PROBLEM DETAILS
Count the lines in the material that contain the string "boot", treating uppercase and lowercase letters as different. Reply with the number alone.
★ ★ ★ ★
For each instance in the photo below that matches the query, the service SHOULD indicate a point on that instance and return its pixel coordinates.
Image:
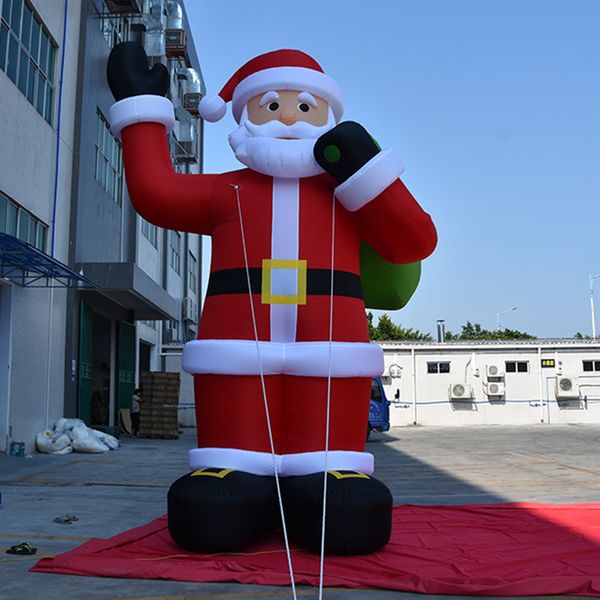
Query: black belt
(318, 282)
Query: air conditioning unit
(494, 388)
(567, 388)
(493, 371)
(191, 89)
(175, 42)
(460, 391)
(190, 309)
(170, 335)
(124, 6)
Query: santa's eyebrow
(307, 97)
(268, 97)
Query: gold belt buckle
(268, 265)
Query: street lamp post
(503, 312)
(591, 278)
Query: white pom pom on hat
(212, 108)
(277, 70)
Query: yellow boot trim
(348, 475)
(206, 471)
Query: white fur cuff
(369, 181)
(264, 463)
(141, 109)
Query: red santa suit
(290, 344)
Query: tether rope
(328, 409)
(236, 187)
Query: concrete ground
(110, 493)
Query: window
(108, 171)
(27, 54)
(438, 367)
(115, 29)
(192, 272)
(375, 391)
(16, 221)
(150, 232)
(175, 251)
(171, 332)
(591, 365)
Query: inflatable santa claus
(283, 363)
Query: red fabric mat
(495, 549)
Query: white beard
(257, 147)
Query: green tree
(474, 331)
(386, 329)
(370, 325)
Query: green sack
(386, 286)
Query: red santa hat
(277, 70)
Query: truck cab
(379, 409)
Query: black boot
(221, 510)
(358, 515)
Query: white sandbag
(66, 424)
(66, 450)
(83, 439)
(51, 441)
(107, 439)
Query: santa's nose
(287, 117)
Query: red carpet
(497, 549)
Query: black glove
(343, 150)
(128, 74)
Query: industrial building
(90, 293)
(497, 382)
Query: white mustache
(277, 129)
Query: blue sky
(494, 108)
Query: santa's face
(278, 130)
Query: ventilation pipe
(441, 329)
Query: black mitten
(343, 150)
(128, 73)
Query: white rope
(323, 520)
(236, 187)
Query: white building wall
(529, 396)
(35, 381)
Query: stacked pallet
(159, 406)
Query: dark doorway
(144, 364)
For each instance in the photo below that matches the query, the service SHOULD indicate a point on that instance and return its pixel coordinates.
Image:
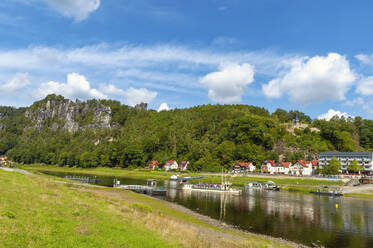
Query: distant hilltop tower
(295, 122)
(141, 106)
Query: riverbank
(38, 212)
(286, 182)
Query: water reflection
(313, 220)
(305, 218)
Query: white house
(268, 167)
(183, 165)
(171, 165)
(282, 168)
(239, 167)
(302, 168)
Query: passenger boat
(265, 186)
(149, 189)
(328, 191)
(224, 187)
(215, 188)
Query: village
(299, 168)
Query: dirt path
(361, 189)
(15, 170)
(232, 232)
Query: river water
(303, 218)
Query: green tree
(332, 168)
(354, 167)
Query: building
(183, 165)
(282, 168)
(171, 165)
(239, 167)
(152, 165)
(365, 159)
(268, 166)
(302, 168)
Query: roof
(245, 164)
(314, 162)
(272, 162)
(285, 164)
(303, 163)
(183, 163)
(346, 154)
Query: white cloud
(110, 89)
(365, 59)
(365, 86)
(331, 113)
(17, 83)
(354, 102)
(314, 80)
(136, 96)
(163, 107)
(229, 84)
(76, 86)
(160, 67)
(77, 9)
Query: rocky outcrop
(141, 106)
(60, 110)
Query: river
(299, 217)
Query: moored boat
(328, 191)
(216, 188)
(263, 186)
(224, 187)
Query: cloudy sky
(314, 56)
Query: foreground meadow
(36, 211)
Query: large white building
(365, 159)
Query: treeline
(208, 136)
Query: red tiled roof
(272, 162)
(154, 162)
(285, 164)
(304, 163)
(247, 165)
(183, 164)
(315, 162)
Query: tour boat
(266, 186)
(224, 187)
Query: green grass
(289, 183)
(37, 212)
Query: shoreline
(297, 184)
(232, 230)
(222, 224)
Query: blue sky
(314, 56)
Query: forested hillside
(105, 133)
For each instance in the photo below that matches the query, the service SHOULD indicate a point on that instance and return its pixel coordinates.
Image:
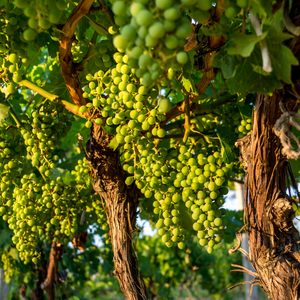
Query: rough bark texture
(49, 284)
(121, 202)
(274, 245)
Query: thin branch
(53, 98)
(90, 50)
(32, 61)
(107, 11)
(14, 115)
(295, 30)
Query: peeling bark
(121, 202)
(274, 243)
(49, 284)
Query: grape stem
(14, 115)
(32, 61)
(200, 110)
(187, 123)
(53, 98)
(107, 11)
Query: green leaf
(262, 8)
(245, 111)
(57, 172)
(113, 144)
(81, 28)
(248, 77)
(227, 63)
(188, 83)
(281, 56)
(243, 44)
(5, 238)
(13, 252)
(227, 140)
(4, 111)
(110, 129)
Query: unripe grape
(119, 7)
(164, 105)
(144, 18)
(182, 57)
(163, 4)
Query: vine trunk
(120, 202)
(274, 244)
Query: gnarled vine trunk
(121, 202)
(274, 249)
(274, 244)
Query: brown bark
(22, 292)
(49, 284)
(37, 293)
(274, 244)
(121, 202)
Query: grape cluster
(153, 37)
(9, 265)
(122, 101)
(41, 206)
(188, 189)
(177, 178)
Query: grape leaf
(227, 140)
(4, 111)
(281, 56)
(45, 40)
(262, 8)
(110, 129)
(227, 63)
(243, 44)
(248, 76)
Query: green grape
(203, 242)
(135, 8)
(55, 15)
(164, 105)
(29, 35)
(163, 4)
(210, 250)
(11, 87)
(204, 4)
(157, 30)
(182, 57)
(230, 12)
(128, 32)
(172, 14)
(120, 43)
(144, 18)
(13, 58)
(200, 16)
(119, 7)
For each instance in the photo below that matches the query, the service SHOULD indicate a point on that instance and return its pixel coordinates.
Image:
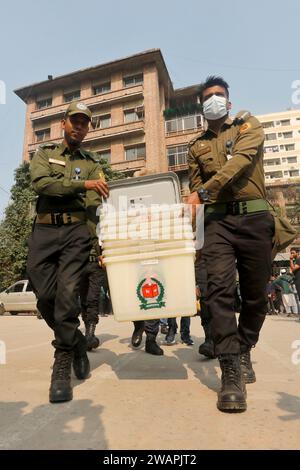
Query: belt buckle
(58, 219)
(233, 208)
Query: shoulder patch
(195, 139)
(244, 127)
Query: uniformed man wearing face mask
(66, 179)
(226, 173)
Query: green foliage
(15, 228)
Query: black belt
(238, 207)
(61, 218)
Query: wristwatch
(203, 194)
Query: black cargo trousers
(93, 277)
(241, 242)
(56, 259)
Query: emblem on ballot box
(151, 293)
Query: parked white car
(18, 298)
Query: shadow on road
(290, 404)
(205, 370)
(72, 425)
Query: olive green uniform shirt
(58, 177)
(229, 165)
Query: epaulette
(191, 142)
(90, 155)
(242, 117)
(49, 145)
★ ★ ★ ★
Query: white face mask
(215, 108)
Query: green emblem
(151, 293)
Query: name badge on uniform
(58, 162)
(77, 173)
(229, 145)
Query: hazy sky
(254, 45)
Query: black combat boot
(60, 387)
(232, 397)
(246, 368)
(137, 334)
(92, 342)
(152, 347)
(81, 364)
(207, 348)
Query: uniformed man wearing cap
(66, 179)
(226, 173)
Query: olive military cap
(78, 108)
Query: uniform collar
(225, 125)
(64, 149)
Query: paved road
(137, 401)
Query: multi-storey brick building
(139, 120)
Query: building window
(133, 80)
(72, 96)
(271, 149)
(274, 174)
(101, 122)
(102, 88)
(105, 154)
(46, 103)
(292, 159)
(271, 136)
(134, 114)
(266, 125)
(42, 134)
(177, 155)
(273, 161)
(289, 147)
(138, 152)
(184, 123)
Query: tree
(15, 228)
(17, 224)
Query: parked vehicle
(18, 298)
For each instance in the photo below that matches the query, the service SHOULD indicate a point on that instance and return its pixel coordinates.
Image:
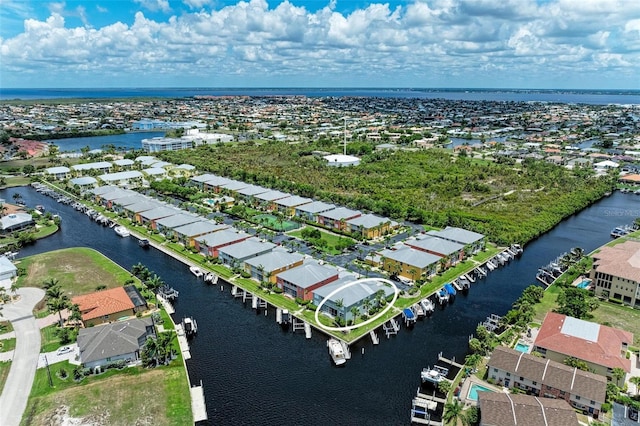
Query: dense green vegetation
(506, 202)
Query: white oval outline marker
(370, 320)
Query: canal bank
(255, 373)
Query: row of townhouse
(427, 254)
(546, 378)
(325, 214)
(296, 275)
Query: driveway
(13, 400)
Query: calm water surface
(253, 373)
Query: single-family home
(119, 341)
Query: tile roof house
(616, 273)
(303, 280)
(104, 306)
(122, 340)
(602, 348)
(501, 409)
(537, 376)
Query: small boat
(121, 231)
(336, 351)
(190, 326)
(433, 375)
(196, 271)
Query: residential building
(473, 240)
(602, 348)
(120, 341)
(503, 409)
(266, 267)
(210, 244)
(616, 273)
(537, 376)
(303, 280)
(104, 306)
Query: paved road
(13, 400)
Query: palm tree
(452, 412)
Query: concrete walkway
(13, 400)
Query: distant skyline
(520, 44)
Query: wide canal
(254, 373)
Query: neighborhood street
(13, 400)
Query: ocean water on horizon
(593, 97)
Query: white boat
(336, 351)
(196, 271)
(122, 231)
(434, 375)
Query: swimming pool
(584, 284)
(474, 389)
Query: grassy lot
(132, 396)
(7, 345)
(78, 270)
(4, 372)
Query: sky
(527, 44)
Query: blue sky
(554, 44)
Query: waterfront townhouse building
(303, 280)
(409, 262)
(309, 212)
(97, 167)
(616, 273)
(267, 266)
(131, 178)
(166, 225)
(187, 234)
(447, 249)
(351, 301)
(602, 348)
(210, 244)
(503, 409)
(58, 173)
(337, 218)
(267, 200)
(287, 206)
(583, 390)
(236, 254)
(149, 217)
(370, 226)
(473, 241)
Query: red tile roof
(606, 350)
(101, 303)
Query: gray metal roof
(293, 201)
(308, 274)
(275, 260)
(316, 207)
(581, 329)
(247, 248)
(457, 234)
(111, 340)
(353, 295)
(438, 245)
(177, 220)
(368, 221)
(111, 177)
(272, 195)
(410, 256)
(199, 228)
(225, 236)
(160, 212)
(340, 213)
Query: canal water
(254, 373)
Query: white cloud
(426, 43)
★ ★ ★ ★
RESPONSE FOR THIS EXERCISE
3